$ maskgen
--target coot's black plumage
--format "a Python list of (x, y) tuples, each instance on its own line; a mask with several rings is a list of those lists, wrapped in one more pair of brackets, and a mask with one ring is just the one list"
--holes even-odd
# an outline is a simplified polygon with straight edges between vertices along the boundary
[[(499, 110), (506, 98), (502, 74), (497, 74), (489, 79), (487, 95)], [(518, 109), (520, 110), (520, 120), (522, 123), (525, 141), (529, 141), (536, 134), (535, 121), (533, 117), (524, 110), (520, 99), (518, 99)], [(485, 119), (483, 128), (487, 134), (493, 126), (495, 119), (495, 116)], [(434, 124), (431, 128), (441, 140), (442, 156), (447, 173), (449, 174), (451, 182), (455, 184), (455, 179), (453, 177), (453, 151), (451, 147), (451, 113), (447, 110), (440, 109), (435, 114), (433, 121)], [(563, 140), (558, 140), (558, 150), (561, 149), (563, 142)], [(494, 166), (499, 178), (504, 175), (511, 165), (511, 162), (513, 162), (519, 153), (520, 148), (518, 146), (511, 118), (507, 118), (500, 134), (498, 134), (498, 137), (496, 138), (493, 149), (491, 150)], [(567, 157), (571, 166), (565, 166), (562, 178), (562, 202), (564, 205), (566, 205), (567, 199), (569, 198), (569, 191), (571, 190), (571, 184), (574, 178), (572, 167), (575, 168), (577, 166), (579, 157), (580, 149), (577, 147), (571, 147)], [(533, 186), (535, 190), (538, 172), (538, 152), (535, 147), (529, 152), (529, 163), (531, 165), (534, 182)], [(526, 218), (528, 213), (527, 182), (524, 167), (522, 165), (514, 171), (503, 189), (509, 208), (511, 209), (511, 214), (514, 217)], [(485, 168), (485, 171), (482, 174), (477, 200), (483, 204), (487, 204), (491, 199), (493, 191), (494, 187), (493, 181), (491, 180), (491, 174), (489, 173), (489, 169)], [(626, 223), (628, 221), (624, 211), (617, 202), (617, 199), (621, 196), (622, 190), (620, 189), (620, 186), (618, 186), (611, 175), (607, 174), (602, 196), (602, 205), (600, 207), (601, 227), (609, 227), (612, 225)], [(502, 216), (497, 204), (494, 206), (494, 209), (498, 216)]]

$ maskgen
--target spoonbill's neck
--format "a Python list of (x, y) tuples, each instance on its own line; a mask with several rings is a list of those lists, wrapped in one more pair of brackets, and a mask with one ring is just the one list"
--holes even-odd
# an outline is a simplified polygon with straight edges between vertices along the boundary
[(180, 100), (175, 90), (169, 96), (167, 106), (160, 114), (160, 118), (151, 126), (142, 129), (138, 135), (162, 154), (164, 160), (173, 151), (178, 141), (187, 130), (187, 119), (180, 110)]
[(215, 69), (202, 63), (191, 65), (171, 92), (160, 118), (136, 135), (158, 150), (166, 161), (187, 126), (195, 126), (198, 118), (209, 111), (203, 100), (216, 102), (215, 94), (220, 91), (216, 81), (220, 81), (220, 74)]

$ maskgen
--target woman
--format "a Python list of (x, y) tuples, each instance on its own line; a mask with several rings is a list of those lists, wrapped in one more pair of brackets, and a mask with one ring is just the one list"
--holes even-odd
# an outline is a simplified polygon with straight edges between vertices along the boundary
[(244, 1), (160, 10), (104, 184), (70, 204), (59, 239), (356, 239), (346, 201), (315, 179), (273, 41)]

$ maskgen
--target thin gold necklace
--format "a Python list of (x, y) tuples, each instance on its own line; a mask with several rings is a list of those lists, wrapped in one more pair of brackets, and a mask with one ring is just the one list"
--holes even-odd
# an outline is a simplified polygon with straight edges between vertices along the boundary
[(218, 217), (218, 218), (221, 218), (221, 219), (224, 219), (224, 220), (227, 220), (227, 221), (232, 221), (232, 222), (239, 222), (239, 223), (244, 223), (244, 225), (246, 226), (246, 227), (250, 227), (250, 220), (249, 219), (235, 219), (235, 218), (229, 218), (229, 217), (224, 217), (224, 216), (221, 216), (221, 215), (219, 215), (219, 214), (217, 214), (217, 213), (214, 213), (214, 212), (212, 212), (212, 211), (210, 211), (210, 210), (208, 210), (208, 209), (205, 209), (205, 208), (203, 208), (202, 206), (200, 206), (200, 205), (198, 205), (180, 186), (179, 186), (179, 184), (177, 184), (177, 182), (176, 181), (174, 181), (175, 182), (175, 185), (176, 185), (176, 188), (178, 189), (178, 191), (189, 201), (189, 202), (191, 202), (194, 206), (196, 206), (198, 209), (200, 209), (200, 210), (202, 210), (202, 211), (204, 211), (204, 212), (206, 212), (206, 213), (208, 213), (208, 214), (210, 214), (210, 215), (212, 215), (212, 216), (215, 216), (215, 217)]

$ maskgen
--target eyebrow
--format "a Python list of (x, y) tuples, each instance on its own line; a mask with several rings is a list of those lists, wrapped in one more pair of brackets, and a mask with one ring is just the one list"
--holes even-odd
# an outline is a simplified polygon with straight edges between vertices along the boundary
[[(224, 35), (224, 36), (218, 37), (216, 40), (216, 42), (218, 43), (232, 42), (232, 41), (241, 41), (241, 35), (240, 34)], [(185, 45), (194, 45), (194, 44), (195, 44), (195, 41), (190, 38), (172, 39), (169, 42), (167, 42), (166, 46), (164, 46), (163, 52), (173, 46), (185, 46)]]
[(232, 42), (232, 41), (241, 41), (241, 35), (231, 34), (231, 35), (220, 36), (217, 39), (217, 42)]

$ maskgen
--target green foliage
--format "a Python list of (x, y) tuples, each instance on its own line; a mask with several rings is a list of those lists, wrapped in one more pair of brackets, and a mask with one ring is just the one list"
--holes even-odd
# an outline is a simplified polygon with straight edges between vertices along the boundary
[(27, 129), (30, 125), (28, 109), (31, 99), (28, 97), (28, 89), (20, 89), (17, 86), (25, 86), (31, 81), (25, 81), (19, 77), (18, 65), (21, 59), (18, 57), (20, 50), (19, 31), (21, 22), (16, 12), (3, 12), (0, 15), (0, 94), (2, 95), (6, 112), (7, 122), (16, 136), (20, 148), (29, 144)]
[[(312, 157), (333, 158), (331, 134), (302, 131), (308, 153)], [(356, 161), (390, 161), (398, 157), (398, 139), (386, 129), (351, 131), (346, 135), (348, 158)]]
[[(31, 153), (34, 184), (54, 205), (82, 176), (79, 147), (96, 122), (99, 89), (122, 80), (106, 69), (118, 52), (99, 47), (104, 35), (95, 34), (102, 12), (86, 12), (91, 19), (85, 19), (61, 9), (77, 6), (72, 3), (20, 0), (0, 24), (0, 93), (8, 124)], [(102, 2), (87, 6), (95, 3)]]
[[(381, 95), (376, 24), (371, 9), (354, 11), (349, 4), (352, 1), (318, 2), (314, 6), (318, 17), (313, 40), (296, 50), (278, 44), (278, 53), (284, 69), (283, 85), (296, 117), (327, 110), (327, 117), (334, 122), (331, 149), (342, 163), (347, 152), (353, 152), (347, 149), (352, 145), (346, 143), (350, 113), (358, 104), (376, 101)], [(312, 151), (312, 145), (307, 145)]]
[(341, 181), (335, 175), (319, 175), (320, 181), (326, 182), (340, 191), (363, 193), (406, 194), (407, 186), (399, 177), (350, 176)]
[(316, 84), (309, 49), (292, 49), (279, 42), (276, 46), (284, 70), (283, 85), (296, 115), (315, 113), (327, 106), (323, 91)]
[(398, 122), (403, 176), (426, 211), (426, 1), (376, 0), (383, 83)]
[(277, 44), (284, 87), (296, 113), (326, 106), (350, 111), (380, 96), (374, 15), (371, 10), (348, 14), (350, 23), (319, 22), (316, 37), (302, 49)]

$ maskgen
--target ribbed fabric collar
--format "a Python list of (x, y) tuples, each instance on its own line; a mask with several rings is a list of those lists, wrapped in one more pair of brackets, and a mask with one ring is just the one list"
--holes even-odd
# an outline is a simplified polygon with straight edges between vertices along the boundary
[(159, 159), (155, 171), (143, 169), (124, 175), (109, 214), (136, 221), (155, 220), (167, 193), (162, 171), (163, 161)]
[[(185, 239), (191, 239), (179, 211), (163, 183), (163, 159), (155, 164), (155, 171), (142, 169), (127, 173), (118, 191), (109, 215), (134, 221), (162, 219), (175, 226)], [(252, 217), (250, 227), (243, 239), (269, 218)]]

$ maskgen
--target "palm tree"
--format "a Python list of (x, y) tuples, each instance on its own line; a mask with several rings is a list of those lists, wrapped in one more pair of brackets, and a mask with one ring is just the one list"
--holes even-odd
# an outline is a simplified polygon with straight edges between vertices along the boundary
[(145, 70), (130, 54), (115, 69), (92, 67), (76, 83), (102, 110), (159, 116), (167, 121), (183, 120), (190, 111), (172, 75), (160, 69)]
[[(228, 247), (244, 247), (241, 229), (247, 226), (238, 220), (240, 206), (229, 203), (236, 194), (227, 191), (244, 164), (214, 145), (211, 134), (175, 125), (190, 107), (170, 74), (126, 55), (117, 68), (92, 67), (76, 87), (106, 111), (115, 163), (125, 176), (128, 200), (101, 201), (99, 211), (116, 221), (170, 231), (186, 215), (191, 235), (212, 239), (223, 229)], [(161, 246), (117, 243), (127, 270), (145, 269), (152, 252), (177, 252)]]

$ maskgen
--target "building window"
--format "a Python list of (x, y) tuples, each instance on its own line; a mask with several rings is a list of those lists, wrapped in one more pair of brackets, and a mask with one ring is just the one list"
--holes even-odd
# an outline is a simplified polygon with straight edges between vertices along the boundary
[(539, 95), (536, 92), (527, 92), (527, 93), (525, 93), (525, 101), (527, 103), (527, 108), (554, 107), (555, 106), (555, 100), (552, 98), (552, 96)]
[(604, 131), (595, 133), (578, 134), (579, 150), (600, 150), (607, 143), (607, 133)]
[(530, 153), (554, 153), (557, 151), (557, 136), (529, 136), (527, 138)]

.....

_ABOUT THIS TASK_. Each line of the data above that contains "target" counts once; report the total alone.

_RESPONSE BOX_. 9